> Exercise requirements: In the text on solar trackers below, write out the part that opens with the words containing "Trackers and sensors" and closes with "the sunniest regions.", swapping "insolation" for "solar exposure" throughout.

Trackers and sensors to optimise the performance are often seen as optional, but tracking systems can increase viable output by up to 45%. PV arrays that approach or exceed one megawatt often use solar trackers. Accounting for clouds, and the fact that most of the world is not on the equator, and that the sun sets in the evening, the correct measure of solar power is insolation – the average number of kilowatt-hours per square meter per day. For the weather and latitudes of the United States and Europe, typical insolation ranges from 2.26 kWh/m²/day in northern climes to 5.61 kWh/m²/day in the sunniest regions.

For large systems, the energy gained by using tracking systems can outweigh the added complexity (trackers can increase efficiency by 30% or more). For very large systems, the added maintenance of tracking is a substantial detriment. Tracking is not required for flat panel and low-concentration photovoltaic systems. For high-concentration photovoltaic systems, dual axis tracking is a necessity.

Pricing trends affect the balance between adding more stationary solar panels versus having fewer panels that track. When solar panel prices drop, trackers become a less attractive option.

> Record set:
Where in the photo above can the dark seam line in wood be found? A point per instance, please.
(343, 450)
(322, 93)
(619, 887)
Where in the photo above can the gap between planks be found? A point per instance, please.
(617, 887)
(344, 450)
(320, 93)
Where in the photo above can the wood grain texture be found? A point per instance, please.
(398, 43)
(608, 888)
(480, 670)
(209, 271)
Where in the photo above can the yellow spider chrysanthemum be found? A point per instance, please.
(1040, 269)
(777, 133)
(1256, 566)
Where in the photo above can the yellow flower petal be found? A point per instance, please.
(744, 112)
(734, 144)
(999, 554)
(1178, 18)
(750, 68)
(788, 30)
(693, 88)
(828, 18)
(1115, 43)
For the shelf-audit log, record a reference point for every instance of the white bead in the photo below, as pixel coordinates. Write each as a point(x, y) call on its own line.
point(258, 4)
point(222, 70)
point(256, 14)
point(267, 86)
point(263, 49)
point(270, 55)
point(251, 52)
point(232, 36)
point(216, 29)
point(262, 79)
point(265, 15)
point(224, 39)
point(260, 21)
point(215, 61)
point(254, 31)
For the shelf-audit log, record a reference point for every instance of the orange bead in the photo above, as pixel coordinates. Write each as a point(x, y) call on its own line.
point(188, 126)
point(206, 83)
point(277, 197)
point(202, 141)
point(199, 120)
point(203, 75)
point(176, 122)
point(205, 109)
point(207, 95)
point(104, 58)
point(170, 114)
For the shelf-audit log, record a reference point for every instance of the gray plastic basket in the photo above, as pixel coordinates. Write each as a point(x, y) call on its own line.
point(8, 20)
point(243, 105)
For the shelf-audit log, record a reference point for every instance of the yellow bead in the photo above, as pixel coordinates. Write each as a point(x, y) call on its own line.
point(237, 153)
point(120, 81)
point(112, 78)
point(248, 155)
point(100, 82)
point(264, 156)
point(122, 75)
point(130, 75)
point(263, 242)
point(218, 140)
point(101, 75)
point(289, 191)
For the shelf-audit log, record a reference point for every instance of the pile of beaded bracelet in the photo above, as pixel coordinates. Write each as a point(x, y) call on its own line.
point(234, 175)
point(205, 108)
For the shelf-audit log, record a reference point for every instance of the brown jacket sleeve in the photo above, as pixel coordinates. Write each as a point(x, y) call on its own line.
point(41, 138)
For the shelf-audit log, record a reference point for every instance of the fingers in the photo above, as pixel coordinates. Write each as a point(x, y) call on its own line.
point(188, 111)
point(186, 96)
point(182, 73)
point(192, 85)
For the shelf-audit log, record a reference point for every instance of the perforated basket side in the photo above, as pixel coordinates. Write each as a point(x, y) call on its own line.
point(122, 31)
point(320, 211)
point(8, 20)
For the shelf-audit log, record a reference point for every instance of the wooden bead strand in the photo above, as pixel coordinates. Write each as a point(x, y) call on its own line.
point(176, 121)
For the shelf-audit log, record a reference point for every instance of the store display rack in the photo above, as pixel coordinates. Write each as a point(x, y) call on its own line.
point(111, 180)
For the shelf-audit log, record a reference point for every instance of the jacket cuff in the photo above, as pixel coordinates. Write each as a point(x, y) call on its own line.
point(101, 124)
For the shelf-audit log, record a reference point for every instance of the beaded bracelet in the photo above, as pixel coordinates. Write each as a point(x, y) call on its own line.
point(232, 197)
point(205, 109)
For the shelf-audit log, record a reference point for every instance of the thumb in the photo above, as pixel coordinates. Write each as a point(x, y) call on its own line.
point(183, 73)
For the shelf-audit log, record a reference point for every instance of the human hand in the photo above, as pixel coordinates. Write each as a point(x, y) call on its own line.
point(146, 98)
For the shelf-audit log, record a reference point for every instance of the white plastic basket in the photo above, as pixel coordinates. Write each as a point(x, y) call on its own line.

> Response to the task:
Trackers and sensors to optimise the performance are often seen as optional, but tracking systems can increase viable output by up to 45%. PV arrays that approach or exceed one megawatt often use solar trackers. Accounting for clouds, and the fact that most of the world is not on the equator, and that the sun sets in the evening, the correct measure of solar power is solar exposure – the average number of kilowatt-hours per square meter per day. For the weather and latitudes of the United States and Europe, typical solar exposure ranges from 2.26 kWh/m²/day in northern climes to 5.61 kWh/m²/day in the sunniest regions.